→ **WHAT YOU WILL DO**: Set out exactly every line of the entries below, starting at the line that holds "compact form (1196,245)." and stopping after the line that holds "Query: girl with ponytail".

→ **STORED DATA**:
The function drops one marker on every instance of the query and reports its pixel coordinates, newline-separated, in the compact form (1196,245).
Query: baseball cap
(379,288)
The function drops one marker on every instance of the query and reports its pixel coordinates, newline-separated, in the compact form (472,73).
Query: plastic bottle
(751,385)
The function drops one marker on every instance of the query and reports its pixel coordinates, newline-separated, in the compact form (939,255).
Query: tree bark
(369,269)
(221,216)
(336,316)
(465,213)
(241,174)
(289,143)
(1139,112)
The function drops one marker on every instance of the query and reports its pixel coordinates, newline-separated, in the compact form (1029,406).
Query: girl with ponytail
* * *
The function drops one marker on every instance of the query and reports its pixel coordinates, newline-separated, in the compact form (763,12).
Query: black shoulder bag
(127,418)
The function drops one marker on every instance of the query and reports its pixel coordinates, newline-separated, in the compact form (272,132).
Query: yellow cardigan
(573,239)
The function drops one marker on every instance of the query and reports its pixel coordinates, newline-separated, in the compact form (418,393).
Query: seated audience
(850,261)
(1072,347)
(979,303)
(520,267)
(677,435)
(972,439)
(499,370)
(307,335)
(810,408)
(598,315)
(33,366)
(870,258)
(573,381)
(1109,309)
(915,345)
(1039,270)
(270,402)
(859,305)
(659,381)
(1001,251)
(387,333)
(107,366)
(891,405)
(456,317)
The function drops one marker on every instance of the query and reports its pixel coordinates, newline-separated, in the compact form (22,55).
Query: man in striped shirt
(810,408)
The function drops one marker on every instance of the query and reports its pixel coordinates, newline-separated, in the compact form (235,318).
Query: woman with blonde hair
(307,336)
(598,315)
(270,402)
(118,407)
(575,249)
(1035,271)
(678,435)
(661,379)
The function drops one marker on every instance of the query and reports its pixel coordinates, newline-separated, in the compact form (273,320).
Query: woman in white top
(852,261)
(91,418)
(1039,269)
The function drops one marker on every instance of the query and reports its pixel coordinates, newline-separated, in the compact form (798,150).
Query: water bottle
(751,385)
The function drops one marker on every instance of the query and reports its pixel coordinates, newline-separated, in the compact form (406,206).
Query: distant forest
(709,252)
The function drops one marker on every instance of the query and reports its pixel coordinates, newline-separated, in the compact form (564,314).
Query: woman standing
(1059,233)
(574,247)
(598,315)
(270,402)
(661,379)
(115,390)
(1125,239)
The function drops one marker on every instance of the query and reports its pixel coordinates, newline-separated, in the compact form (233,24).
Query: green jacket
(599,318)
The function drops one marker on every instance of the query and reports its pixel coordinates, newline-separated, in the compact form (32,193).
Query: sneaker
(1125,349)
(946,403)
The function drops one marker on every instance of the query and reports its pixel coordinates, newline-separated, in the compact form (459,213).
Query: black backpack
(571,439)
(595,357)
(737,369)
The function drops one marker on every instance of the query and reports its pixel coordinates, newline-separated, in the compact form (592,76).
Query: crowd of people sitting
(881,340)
==
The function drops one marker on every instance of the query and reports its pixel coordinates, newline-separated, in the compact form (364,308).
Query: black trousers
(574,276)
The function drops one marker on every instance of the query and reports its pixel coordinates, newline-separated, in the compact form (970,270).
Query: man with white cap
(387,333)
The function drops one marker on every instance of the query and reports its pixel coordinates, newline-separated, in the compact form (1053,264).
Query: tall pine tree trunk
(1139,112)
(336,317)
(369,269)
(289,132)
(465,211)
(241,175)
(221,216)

→ **TASK SOLUTION**:
The function drops one marker on every instance of the query and reports its pixel coordinates, newline-separated, in the compact form (1196,245).
Query: baseball cap
(379,288)
The function drops one marker on every instance of the query and reports its pixel coordinates, newline-separated, in the compact form (472,73).
Query: plastic bottle
(751,385)
The function drops one marker on every instance of the query and reports its pixel coordinates, newline-separated, in the compact form (939,255).
Query: tree bark
(369,269)
(221,216)
(336,316)
(465,213)
(241,174)
(289,143)
(1139,112)
The function drops one marker on every instance of the query and reports its pixel coordinates, newline-separated, in the compact form (1029,406).
Query: girl with ponytail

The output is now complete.